**WHAT IS REQUIRED:**
Reproduce the passage on ElDifrawi's marketing career word for word, between "This vision allowed" and "per thousand impressions.", inclusive.

**PAGE EXTRACT:**
┌──
As the company’s brand advertising director, Google was more about ‘How do I acquire people to specifically search for a certain product?’ rather than just searching.

This vision allowed ElDifrawi to formulate brand-building solutions using the Google and YouTube platforms and managing all cost per mille (CPM) based revenue, meaning advertisers pay for ad exposures per thousand impressions.

He was also responsible for building the Google Brand Accelerator, a cross-functional organization for delivering relevant and effective display and video online advertising to Fortune 1,000 brand advertisers.

“Suddenly, Google became a platform for people to engage brands, two-way dialogue with their self-expression [and] getting their brand communication message, not just a search and find platform,” ElDifrawi said.

After more than a year with Google, he was offered an opportunity with Hayneedle, an Omaha-based online retailer of home furnishings and lifestyle products.

“It was about a real opportunity to build something really special…to take a company that was not well heard of but was doing some really great things,” ElDifrawi said.

And that special “something” was the brand.

ElDifrawi joined the Hayneedle team in May 2008 as the chief marketing officer when the company was known as NetShops.
└──
**DATASET EXCERPTS:**
┌──
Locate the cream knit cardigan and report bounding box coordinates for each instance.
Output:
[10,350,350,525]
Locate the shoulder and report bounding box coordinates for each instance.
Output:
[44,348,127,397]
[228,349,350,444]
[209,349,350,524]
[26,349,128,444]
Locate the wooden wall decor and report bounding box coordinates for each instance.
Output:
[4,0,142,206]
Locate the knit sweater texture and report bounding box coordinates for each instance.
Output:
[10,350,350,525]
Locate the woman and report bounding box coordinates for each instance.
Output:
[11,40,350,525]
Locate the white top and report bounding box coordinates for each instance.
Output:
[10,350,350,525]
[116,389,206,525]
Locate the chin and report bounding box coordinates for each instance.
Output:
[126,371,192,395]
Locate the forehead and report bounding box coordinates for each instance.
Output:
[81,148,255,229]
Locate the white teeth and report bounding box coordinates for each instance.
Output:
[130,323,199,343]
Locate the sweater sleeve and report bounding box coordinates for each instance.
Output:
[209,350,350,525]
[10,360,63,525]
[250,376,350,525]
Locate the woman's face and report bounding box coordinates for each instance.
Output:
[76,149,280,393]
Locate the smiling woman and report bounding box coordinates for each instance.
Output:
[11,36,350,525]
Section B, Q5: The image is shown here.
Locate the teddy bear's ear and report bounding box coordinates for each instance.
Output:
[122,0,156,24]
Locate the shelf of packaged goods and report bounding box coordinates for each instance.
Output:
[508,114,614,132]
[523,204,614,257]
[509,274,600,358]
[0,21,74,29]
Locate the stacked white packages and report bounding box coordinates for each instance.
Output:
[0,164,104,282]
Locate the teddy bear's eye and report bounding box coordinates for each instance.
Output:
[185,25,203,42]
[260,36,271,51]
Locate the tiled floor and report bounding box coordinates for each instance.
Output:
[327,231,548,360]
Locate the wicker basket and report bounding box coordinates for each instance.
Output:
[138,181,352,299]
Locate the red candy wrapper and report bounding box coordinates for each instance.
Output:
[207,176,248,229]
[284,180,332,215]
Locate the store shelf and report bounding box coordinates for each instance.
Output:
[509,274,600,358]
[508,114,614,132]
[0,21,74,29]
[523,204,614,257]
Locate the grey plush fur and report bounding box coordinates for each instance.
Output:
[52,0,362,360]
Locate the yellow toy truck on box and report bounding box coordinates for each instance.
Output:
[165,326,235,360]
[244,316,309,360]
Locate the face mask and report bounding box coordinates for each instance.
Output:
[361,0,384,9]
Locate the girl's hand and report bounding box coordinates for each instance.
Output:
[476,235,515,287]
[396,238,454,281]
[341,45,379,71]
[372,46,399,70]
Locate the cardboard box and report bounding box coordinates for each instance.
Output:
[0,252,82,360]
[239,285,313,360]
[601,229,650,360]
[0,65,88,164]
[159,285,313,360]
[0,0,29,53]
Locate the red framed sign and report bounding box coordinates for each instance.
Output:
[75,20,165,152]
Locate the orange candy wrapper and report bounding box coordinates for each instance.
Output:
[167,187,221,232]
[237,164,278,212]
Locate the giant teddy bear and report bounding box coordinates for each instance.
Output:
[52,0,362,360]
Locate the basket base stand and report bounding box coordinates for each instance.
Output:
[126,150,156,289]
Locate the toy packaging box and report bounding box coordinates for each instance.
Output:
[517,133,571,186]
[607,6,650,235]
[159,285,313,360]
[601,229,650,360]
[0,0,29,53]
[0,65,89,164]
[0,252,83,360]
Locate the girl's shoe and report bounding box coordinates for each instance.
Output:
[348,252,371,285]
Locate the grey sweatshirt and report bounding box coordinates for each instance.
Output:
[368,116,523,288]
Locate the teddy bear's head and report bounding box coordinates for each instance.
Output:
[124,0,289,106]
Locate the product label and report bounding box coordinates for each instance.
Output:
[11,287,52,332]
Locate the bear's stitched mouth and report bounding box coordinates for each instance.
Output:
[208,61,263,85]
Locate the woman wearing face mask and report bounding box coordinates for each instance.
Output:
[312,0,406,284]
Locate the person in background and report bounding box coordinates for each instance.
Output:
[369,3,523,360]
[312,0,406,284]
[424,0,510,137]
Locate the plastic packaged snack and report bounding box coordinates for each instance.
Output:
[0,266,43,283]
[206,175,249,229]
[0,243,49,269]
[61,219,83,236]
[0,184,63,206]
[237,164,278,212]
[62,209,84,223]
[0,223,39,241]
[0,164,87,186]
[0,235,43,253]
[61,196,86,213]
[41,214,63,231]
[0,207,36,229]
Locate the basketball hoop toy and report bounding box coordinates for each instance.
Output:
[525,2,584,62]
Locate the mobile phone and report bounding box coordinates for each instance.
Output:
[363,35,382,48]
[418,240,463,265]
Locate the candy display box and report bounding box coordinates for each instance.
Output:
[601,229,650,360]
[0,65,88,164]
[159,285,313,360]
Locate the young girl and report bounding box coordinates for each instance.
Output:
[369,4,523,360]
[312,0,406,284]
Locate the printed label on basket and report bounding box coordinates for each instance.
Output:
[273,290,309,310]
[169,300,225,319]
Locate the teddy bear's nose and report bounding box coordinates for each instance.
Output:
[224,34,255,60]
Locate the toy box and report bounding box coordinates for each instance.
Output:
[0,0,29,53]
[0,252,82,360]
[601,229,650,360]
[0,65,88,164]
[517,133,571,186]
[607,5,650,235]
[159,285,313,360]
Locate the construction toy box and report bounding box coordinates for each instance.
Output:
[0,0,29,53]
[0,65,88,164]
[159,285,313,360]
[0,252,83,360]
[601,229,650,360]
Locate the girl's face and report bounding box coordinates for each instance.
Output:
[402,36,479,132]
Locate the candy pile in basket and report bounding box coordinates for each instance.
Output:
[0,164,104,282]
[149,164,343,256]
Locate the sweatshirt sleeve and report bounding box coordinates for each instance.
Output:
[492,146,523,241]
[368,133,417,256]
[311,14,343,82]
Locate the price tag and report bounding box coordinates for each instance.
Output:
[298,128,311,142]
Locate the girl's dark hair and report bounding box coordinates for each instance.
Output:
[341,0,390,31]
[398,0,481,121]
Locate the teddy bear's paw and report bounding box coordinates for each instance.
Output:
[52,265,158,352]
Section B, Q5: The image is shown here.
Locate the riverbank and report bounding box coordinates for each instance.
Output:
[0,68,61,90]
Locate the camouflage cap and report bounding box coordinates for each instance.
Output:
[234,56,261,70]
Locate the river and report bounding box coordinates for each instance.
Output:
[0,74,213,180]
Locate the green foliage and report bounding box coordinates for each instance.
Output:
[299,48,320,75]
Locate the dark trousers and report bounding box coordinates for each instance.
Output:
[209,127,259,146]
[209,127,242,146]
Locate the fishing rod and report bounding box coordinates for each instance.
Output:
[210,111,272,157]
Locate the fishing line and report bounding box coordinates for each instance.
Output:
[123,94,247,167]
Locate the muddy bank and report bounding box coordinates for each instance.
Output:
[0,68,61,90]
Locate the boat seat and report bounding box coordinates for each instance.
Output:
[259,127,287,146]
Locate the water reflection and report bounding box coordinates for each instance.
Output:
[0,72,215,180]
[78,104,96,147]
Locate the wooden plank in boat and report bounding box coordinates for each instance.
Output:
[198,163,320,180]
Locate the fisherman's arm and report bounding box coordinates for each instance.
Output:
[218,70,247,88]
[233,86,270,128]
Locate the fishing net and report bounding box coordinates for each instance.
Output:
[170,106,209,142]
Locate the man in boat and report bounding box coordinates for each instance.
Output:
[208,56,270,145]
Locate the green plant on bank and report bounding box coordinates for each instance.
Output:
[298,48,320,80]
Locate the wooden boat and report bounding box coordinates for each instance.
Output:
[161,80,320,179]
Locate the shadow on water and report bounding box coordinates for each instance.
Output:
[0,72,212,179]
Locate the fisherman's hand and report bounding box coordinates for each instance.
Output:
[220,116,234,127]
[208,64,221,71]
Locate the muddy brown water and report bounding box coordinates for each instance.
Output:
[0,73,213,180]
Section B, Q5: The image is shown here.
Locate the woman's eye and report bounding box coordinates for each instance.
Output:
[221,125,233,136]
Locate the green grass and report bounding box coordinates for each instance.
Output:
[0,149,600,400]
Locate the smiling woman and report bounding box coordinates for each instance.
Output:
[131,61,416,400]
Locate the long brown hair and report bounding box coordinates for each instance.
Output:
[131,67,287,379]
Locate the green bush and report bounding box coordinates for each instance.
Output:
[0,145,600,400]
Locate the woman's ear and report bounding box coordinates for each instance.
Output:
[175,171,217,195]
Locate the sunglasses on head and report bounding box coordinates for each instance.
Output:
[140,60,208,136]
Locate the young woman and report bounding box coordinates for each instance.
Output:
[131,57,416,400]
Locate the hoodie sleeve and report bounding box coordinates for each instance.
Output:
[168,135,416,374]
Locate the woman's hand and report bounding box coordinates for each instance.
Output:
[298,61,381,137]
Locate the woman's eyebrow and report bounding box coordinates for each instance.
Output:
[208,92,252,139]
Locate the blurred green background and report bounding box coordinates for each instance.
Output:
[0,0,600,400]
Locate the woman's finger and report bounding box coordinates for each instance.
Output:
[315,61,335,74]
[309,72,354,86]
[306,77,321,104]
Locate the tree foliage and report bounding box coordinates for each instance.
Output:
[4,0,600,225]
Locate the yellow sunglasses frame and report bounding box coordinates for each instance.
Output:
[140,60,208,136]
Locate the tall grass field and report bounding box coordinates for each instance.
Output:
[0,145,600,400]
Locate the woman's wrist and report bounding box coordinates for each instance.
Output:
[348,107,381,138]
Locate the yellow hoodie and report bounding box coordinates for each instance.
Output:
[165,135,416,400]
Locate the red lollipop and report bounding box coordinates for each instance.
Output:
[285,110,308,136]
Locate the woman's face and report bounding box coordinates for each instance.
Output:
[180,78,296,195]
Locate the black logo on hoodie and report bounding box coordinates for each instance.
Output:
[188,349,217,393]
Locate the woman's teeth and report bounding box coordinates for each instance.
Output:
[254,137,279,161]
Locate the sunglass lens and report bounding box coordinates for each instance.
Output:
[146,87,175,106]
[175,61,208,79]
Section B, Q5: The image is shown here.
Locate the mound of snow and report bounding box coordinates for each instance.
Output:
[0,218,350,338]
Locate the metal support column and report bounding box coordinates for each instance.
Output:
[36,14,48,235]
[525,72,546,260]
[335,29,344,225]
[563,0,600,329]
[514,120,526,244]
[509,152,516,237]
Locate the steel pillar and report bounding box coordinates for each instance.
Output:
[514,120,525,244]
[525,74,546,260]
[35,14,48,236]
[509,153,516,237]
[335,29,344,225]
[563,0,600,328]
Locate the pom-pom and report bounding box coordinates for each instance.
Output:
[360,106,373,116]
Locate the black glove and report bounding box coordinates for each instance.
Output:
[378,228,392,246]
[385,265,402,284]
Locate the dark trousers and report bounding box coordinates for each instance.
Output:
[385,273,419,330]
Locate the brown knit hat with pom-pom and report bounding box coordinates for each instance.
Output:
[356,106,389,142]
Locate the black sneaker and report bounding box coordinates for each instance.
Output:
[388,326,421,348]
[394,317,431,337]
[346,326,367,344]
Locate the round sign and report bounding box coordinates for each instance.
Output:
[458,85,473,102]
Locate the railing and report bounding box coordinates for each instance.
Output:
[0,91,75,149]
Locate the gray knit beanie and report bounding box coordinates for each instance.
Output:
└──
**REPLY:**
This vision allowed ElDifrawi to formulate brand-building solutions using the Google and YouTube platforms and managing all cost per mille (CPM) based revenue, meaning advertisers pay for ad exposures per thousand impressions.